**Assignment**
The records that follow are to be repeated exactly, in full.

Stored dataset items
::::

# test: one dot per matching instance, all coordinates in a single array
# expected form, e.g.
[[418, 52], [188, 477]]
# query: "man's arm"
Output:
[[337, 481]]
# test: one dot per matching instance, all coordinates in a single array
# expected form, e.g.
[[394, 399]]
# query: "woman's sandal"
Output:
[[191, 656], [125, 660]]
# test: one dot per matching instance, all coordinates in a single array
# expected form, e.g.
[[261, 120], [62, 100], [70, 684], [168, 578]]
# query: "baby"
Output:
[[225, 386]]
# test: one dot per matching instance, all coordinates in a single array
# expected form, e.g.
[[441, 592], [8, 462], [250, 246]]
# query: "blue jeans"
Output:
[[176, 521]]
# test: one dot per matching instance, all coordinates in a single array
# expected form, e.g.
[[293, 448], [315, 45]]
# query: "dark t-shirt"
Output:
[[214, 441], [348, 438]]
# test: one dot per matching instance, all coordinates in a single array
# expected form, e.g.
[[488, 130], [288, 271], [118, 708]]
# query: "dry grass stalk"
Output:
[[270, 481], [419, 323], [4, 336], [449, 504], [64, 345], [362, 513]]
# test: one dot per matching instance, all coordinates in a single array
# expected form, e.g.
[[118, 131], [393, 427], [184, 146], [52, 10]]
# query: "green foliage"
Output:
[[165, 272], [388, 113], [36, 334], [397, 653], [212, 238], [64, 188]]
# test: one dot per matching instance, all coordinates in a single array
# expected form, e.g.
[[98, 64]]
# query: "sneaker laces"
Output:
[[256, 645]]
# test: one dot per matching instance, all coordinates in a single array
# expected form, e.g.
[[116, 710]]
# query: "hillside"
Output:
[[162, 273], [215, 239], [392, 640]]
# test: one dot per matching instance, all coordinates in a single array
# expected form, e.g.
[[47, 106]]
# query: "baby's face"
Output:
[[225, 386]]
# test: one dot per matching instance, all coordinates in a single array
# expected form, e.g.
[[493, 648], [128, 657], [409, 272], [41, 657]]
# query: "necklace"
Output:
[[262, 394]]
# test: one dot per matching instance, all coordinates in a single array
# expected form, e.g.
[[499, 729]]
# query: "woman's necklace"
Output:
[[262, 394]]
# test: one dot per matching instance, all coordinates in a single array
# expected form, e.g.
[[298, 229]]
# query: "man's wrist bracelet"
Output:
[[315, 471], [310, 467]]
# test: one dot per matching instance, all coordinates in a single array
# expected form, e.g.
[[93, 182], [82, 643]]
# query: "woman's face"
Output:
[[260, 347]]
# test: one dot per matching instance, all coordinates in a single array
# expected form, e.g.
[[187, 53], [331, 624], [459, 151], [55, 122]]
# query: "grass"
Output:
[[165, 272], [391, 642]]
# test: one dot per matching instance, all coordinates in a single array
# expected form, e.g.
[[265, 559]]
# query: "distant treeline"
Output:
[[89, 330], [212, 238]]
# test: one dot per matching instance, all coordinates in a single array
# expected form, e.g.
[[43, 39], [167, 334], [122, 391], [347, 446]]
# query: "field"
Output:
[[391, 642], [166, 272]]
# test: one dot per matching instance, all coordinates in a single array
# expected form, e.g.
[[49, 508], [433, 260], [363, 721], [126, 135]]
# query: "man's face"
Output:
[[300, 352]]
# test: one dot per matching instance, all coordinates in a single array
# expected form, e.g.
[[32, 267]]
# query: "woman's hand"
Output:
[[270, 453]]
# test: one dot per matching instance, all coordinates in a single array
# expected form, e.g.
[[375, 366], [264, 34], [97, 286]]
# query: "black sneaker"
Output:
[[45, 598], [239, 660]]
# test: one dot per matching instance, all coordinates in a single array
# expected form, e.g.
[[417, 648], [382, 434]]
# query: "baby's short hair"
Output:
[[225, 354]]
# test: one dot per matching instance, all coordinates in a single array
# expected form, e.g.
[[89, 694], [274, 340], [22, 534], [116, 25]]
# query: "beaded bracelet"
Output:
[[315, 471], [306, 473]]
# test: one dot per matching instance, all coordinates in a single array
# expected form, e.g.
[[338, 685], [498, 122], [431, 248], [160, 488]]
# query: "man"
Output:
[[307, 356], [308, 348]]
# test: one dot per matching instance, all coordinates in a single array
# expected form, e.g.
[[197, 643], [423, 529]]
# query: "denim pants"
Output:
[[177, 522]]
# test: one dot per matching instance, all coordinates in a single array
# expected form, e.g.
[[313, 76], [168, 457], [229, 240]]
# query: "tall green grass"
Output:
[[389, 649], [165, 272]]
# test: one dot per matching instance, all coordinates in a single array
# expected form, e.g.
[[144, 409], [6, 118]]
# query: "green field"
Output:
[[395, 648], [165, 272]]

::::

**Answer area**
# test: one dot per matching instance, all coordinates in a single array
# expected form, e.g.
[[418, 52], [188, 477]]
# query: "man's arm"
Output:
[[337, 481]]
# test: one dot per matching instance, all coordinates in a single array
# expected form, e.g.
[[394, 399]]
# query: "woman's sandal"
Output:
[[191, 656], [125, 660]]
# test: one dot per matching instance, all coordinates in a single array
# expected form, e.g.
[[261, 120], [62, 100], [70, 684], [168, 578]]
# query: "baby"
Output:
[[225, 386]]
# test: one dot per matching instance, all coordinates in a single array
# expected form, e.g.
[[441, 592], [8, 462], [250, 246]]
# query: "blue jeans"
Output:
[[176, 521]]
# test: one dot per matching instance, all coordinates in a single array
# expected form, e.g.
[[293, 448], [315, 45]]
# query: "dark t-shirt"
Output:
[[214, 441], [348, 438]]
# test: one dot per matching instance, all coordinates in a single array
# expected form, e.g.
[[488, 130], [288, 271], [118, 708]]
# query: "dry grass stalk"
Output:
[[270, 481], [419, 323], [4, 336], [449, 504], [64, 345], [362, 513]]
# test: one dot per matching instance, all coordinates in a single array
# expected form, e.g.
[[118, 131], [393, 427], [184, 146], [52, 10]]
# query: "green foliage"
Output:
[[165, 272], [388, 113], [36, 334], [397, 653], [212, 238], [64, 188]]
# test: one dot per matching instance, all coordinates in a single array
# expected form, e.g.
[[98, 64]]
# query: "sneaker laces"
Output:
[[256, 645]]
# test: one dot per matching instance, all coordinates in a single array
# expected form, e.g.
[[116, 710]]
# query: "hillside"
Output:
[[162, 273], [215, 239], [392, 640]]
# test: one dot per matching instance, all coordinates in a single array
# expected form, e.g.
[[47, 106]]
# query: "baby's face"
Output:
[[225, 386]]
# test: one dot per matching instance, all coordinates in a single array
# expected form, e.g.
[[493, 648], [128, 657], [409, 272], [41, 657]]
# query: "necklace"
Output:
[[262, 394]]
# test: one dot per matching instance, all coordinates in a single array
# expected form, e.g.
[[499, 729]]
# query: "woman's necklace"
Output:
[[262, 394]]
# test: one dot per matching instance, all coordinates in a single array
# expected form, e.g.
[[298, 229]]
# query: "man's wrist bracelet"
Output:
[[315, 471], [310, 467]]
# test: one dot per matching instance, all coordinates in a single array
# expected form, e.g.
[[93, 182], [82, 643]]
# query: "woman's face"
Output:
[[260, 347]]
# test: one dot per matching instance, all coordinates in a single array
# expected form, e.g.
[[187, 53], [331, 624], [459, 151], [55, 122]]
# query: "grass"
Output:
[[165, 272], [391, 642]]
# test: one dot per matching instance, all coordinates in a single array
# expected form, e.g.
[[265, 559]]
# query: "distant treeline"
Output:
[[89, 330], [212, 238]]
# test: one dot per matching instance, all coordinates in a single array
# expected form, e.g.
[[43, 39], [167, 334], [122, 391], [347, 446]]
# query: "field"
Output:
[[391, 642], [166, 272]]
# test: one dot per matching instance, all coordinates in a single array
# expected form, e.g.
[[49, 508], [433, 260], [363, 721], [126, 135]]
# query: "man's face"
Output:
[[300, 352]]
# test: one dot per matching instance, all coordinates in a single array
# expected form, e.g.
[[32, 267]]
# query: "woman's hand"
Output:
[[270, 453]]
# test: one dot per matching instance, all coordinates in a single array
# expected form, e.g.
[[375, 366], [264, 34], [97, 286]]
# query: "black sneaker"
Output:
[[45, 598], [239, 660]]
# test: one dot per matching instance, all coordinates in a single array
# expected form, e.g.
[[417, 648], [382, 434]]
# query: "baby's short hair"
Output:
[[225, 354]]
# test: one dot per matching instance, all coordinates in a single array
# expected form, e.g.
[[89, 694], [274, 340], [22, 534], [116, 25]]
# query: "beaded bracelet"
Output:
[[315, 471], [306, 473]]
# test: one dot per matching instance, all coordinates in a single array
# expected form, e.g.
[[338, 685], [498, 122], [431, 248], [160, 488]]
# query: "man"
Output:
[[307, 356], [308, 348]]
# test: one dot per matching instance, all coordinates in a single array
# expected form, e.g.
[[197, 643], [423, 529]]
# query: "denim pants"
Output:
[[177, 522]]
# test: one dot per matching instance, all coordinates in a single array
# expected form, e.g.
[[313, 76], [168, 457], [229, 240]]
# query: "tall green grass"
Output:
[[389, 649], [165, 272]]
# test: one dot per matching instance, all coordinates in a single array
# expected form, e.g.
[[144, 409], [6, 118]]
# query: "green field"
Output:
[[395, 648], [165, 272]]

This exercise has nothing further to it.